# AIM OF THE TASK
Make an exact copy of the records, with the images left out.

[Image point annotation entries]
## start

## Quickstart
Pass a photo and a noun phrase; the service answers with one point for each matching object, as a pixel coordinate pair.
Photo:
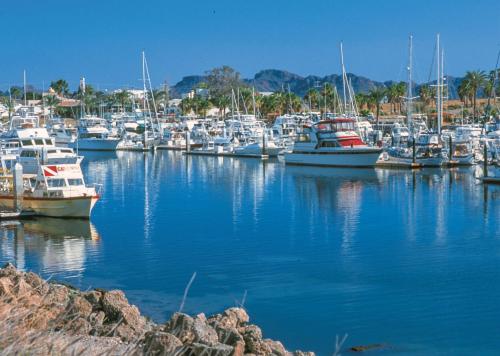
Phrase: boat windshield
(55, 182)
(334, 126)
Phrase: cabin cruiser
(31, 157)
(94, 135)
(56, 190)
(332, 143)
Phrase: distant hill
(273, 80)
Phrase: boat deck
(226, 154)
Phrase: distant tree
(16, 92)
(220, 81)
(312, 98)
(60, 86)
(475, 80)
(51, 101)
(376, 96)
(426, 94)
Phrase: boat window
(28, 154)
(329, 144)
(303, 138)
(55, 182)
(75, 181)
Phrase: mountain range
(273, 80)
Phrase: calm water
(407, 259)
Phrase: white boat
(94, 135)
(332, 143)
(56, 191)
(31, 157)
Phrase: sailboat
(424, 147)
(93, 132)
(150, 138)
(334, 141)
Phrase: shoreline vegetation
(39, 317)
(475, 96)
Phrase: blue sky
(102, 40)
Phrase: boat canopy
(340, 124)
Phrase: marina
(250, 178)
(285, 236)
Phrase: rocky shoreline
(48, 318)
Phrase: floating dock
(491, 180)
(398, 165)
(13, 214)
(225, 154)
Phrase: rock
(229, 336)
(94, 297)
(233, 318)
(8, 270)
(161, 343)
(6, 288)
(197, 349)
(79, 306)
(190, 330)
(128, 318)
(238, 349)
(39, 285)
(97, 319)
(276, 347)
(78, 326)
(57, 295)
(253, 341)
(113, 303)
(370, 347)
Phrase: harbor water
(408, 259)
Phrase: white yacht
(94, 135)
(332, 143)
(56, 190)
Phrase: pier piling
(18, 186)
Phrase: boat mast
(438, 84)
(344, 76)
(24, 87)
(409, 119)
(442, 92)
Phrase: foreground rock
(44, 318)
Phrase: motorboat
(332, 143)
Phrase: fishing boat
(332, 143)
(56, 191)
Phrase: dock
(13, 214)
(226, 154)
(491, 180)
(398, 165)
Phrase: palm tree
(51, 101)
(475, 80)
(122, 98)
(312, 98)
(15, 92)
(60, 86)
(376, 96)
(427, 94)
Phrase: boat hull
(95, 144)
(78, 207)
(345, 158)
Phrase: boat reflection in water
(334, 197)
(50, 245)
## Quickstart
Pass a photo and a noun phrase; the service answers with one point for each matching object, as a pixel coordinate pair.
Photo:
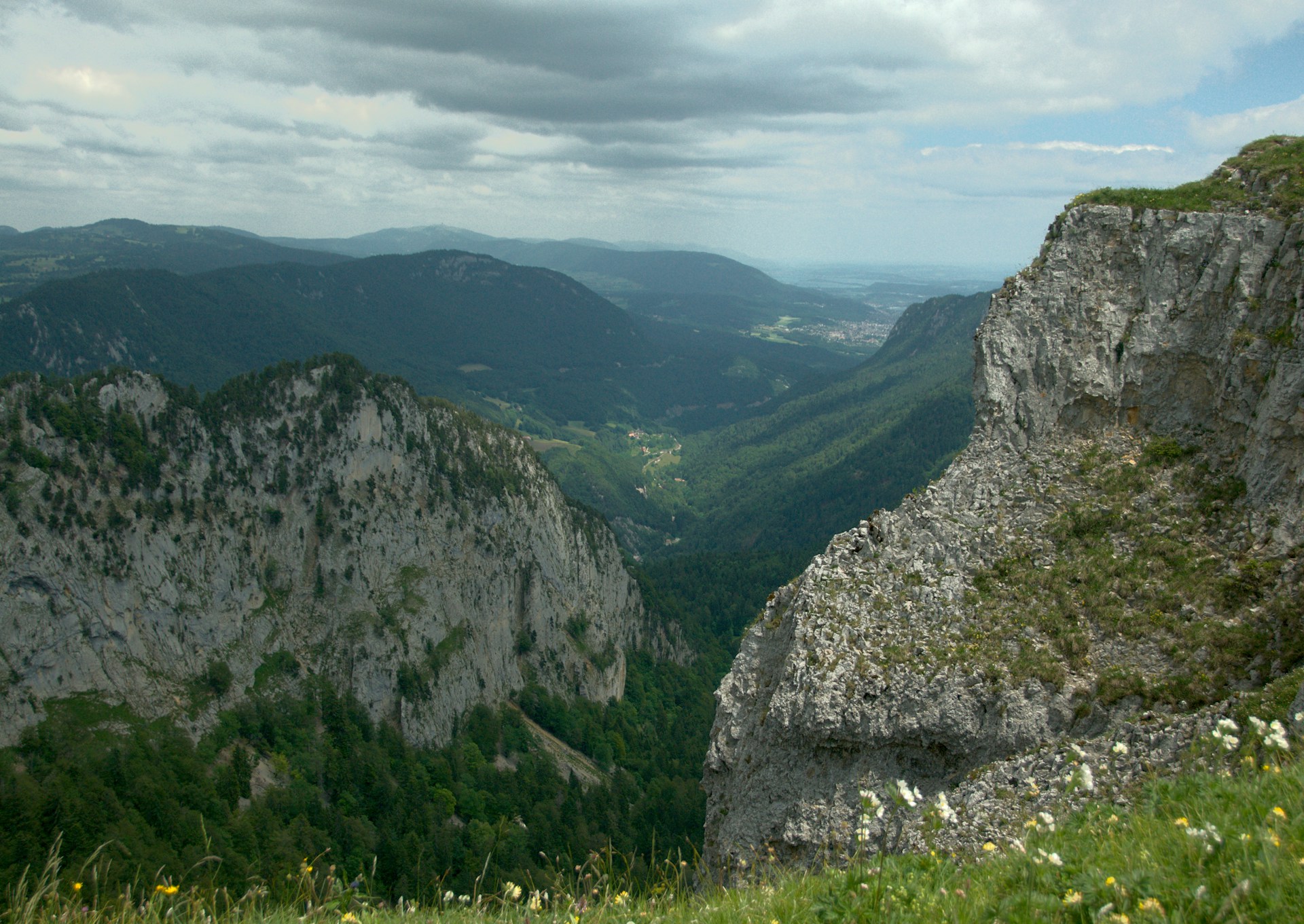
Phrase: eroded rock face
(994, 613)
(412, 554)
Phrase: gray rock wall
(883, 660)
(414, 555)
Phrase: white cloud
(1237, 128)
(776, 126)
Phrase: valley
(470, 558)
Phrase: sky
(818, 130)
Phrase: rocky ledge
(1114, 555)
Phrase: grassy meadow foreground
(1223, 841)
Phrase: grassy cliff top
(1267, 177)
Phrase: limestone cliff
(1118, 547)
(171, 551)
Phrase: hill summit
(1114, 555)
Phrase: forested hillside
(28, 259)
(690, 287)
(823, 460)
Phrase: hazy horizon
(813, 133)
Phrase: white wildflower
(907, 795)
(1277, 737)
(945, 812)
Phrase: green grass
(1275, 163)
(1156, 860)
(1214, 609)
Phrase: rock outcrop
(1122, 534)
(174, 553)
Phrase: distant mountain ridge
(453, 324)
(832, 451)
(34, 257)
(685, 286)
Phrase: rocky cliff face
(1118, 547)
(173, 553)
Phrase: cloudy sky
(882, 130)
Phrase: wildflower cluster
(1273, 734)
(871, 809)
(1226, 734)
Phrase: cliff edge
(1115, 553)
(171, 551)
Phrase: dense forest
(287, 776)
(723, 460)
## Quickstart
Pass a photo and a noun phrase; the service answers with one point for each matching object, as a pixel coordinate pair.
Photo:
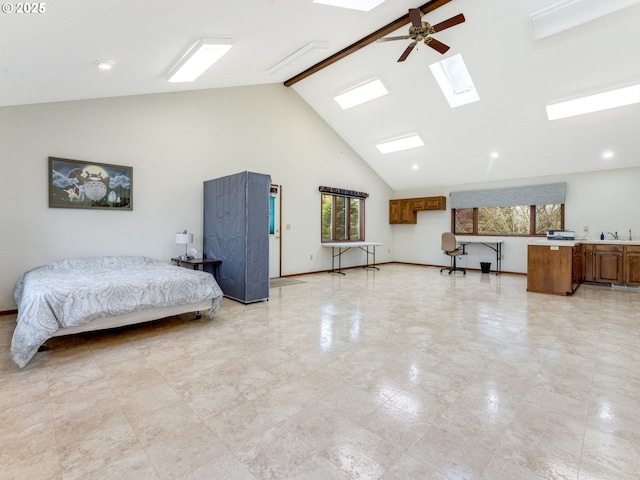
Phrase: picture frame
(83, 184)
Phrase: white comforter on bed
(75, 291)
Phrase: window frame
(532, 223)
(347, 221)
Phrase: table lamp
(184, 238)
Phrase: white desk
(369, 247)
(495, 245)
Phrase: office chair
(450, 248)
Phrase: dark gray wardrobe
(236, 231)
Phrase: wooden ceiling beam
(381, 32)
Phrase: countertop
(572, 243)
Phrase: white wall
(174, 142)
(603, 201)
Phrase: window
(342, 218)
(528, 210)
(513, 220)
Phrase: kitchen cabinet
(553, 269)
(603, 263)
(404, 210)
(588, 263)
(609, 264)
(548, 269)
(576, 272)
(632, 265)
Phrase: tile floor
(400, 374)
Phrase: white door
(274, 231)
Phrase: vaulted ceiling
(50, 57)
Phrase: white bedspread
(75, 291)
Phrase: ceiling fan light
(360, 94)
(202, 54)
(399, 144)
(594, 103)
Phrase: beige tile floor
(400, 374)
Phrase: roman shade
(551, 193)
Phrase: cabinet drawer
(610, 248)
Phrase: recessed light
(104, 64)
(362, 93)
(594, 103)
(401, 143)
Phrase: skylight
(202, 54)
(398, 144)
(362, 5)
(594, 103)
(566, 14)
(361, 93)
(454, 81)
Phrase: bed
(92, 293)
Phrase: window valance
(552, 193)
(343, 191)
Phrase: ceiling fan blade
(436, 45)
(390, 39)
(416, 17)
(453, 21)
(407, 51)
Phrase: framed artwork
(79, 184)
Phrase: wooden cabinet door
(632, 265)
(588, 263)
(609, 264)
(407, 213)
(435, 203)
(577, 267)
(394, 211)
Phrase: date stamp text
(24, 8)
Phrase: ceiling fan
(420, 31)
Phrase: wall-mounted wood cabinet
(404, 210)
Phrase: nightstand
(198, 264)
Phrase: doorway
(275, 242)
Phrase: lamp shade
(184, 238)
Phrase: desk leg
(333, 260)
(371, 266)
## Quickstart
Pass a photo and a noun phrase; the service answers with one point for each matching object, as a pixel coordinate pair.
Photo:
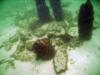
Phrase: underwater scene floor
(21, 33)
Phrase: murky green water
(18, 21)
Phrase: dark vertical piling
(85, 21)
(42, 11)
(57, 9)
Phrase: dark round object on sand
(44, 49)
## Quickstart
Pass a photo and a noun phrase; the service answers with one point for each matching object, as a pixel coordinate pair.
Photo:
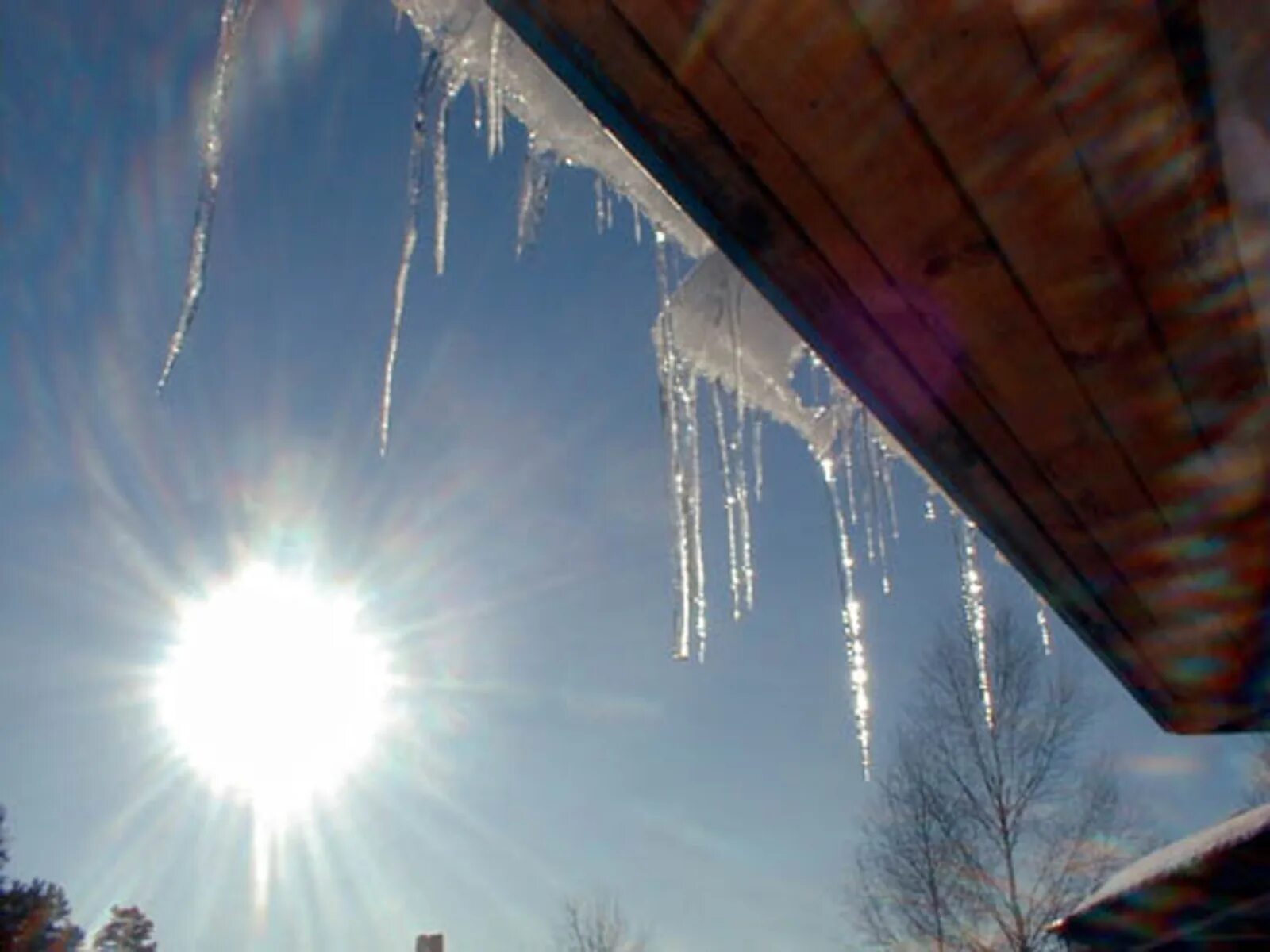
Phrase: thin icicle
(729, 499)
(738, 448)
(852, 621)
(1043, 624)
(873, 541)
(600, 206)
(975, 611)
(535, 188)
(667, 378)
(414, 190)
(234, 18)
(757, 444)
(495, 90)
(888, 480)
(698, 570)
(664, 270)
(743, 524)
(441, 181)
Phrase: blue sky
(514, 547)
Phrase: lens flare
(272, 692)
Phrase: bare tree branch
(982, 835)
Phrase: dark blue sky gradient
(514, 546)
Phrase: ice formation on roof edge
(714, 330)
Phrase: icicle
(848, 424)
(414, 190)
(888, 480)
(852, 621)
(1043, 624)
(729, 498)
(870, 517)
(495, 89)
(743, 524)
(441, 182)
(738, 448)
(976, 612)
(535, 187)
(664, 270)
(757, 444)
(667, 378)
(234, 18)
(698, 570)
(679, 416)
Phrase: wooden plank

## end

# TASK RESPONSE
## Quickstart
Pass a photo and a noun phrase; the service answers with one point for each matching object, as a pixel coordinate pair.
Photo:
Phrase: boat windshield
(55, 182)
(334, 126)
Phrase: cabin cruiser
(31, 157)
(94, 135)
(56, 190)
(332, 143)
Phrase: distant hill
(273, 80)
Phrase: boat deck
(226, 154)
Phrase: distant tree
(16, 92)
(220, 81)
(312, 98)
(60, 86)
(475, 80)
(51, 101)
(376, 96)
(426, 94)
Phrase: boat window
(28, 154)
(329, 144)
(303, 138)
(55, 182)
(75, 181)
Phrase: mountain range
(273, 80)
Phrase: calm water
(407, 259)
Phrase: white boat
(94, 135)
(332, 143)
(56, 191)
(31, 157)
Phrase: sailboat
(424, 147)
(93, 132)
(150, 138)
(334, 141)
Phrase: shoreline vegetation
(39, 317)
(475, 96)
Phrase: blue sky
(102, 40)
Phrase: boat canopy
(340, 124)
Phrase: marina
(250, 178)
(285, 236)
Phrase: rocky shoreline
(48, 318)
Phrase: floating dock
(491, 180)
(398, 165)
(13, 214)
(225, 154)
Phrase: rock
(229, 336)
(94, 297)
(233, 318)
(8, 270)
(161, 343)
(6, 288)
(197, 349)
(79, 306)
(190, 330)
(128, 318)
(238, 349)
(39, 285)
(97, 319)
(276, 347)
(78, 326)
(57, 295)
(253, 341)
(113, 303)
(370, 347)
Phrase: harbor water
(408, 259)
Phrase: white yacht
(94, 135)
(332, 143)
(56, 190)
Phrase: pier piling
(18, 186)
Phrase: boat mast
(438, 84)
(344, 76)
(24, 87)
(409, 119)
(442, 92)
Phrase: foreground rock
(44, 318)
Phrase: motorboat
(332, 143)
Phrase: fishing boat
(332, 143)
(56, 191)
Phrase: dock
(13, 214)
(226, 154)
(491, 180)
(398, 165)
Phrase: palm tree
(51, 101)
(475, 80)
(122, 98)
(312, 98)
(15, 92)
(60, 86)
(376, 96)
(427, 94)
Phrase: boat hull
(95, 144)
(78, 207)
(345, 158)
Phrase: boat reflection in water
(334, 197)
(50, 245)
## Quickstart
Pass a photo and a noun phrase; the service answers with one point for each matching object, as a pixel coordinate pair.
Photo:
Phrase: eroded rock face
(994, 613)
(412, 554)
Phrase: gray rock wall
(883, 660)
(414, 555)
Phrase: white cloud
(1237, 128)
(776, 126)
Phrase: valley
(470, 558)
Phrase: sky
(818, 130)
Phrase: rocky ledge
(1114, 555)
Phrase: grassy meadow foreground
(1223, 841)
Phrase: grassy cliff top
(1267, 177)
Phrase: limestone cliff
(1118, 547)
(171, 551)
Phrase: hill summit
(1114, 555)
Phrase: forested hillside
(28, 259)
(690, 287)
(823, 460)
Phrase: hazy horizon
(813, 133)
Phrase: white wildflower
(907, 795)
(1277, 737)
(945, 812)
Phrase: green grass
(1275, 163)
(1156, 860)
(1214, 609)
Phrase: rock outcrop
(1122, 534)
(174, 553)
Phrase: distant mountain ridge
(453, 324)
(832, 451)
(34, 257)
(685, 286)
Phrase: rocky cliff face
(1118, 547)
(173, 553)
Phrase: cloudy sky
(882, 130)
Phrase: wildflower cluster
(1273, 734)
(871, 809)
(1226, 734)
Phrase: cliff edge
(1115, 553)
(171, 551)
Phrase: dense forest
(287, 776)
(723, 460)
## Quickstart
Pass a photo and a noun phrase; the service answers with one point for each matching object, as a pixel coordinate pair.
Photo:
Phrase: picture frame
(83, 184)
Phrase: white comforter on bed
(75, 291)
Phrase: window frame
(532, 223)
(347, 221)
Phrase: table lamp
(184, 238)
Phrase: white desk
(369, 247)
(495, 245)
Phrase: office chair
(450, 248)
Phrase: dark gray wardrobe
(236, 231)
Phrase: wooden ceiling beam
(381, 32)
Phrase: countertop
(572, 243)
Phrase: white wall
(174, 142)
(603, 201)
Phrase: window
(342, 218)
(528, 210)
(513, 220)
Phrase: kitchen cabinet
(553, 269)
(603, 263)
(404, 210)
(588, 263)
(609, 264)
(548, 269)
(576, 272)
(632, 265)
Phrase: tile floor
(400, 374)
Phrase: white door
(274, 231)
Phrase: vaulted ceiling
(50, 57)
Phrase: white bedspread
(75, 291)
Phrase: ceiling fan light
(360, 94)
(202, 54)
(399, 144)
(594, 103)
Phrase: beige tile floor
(400, 374)
Phrase: roman shade
(551, 193)
Phrase: cabinet drawer
(610, 248)
Phrase: recessed light
(104, 64)
(362, 93)
(594, 103)
(401, 143)
Phrase: skylight
(202, 54)
(398, 144)
(362, 5)
(594, 103)
(566, 14)
(361, 93)
(454, 81)
Phrase: bed
(92, 293)
Phrase: window valance
(552, 193)
(343, 191)
Phrase: ceiling fan blade
(436, 45)
(390, 39)
(416, 17)
(453, 21)
(407, 51)
Phrase: framed artwork
(79, 184)
Phrase: wooden cabinet door
(632, 265)
(588, 263)
(609, 264)
(407, 213)
(435, 203)
(577, 267)
(394, 211)
Phrase: date stamp text
(24, 8)
Phrase: ceiling fan
(420, 31)
Phrase: wall-mounted wood cabinet
(404, 210)
Phrase: nightstand
(198, 264)
Phrase: doorway
(275, 242)
Phrase: lamp shade
(184, 238)
Phrase: desk leg
(333, 260)
(371, 266)
## Quickstart
Pass a photo and a noun phrase; the service answers with one point for each matching object, as a pixel coordinate pair.
Photo:
Phrase: underwater scene floor
(21, 33)
Phrase: murky green water
(18, 21)
Phrase: dark vertical piling
(85, 21)
(42, 11)
(57, 9)
Phrase: dark round object on sand
(44, 49)
## Quickstart
Pass a photo and a noun phrase; the service answers with one point for each matching object, as a pixel coordinate pair.
Photo:
Phrase: thin icicle
(729, 499)
(738, 448)
(852, 621)
(1043, 624)
(873, 541)
(600, 206)
(975, 611)
(535, 188)
(667, 378)
(414, 190)
(234, 18)
(757, 444)
(495, 90)
(888, 480)
(698, 570)
(664, 270)
(743, 524)
(441, 181)
Phrase: blue sky
(514, 547)
Phrase: lens flare
(272, 692)
Phrase: bare tree branch
(982, 835)
Phrase: dark blue sky gradient
(514, 546)
Phrase: ice formation on roof edge
(714, 330)
Phrase: icicle
(848, 424)
(414, 190)
(888, 480)
(852, 621)
(1043, 624)
(729, 498)
(870, 517)
(495, 89)
(743, 524)
(441, 182)
(738, 448)
(976, 612)
(535, 187)
(664, 270)
(757, 444)
(667, 378)
(234, 18)
(698, 570)
(679, 416)
Phrase: wooden plank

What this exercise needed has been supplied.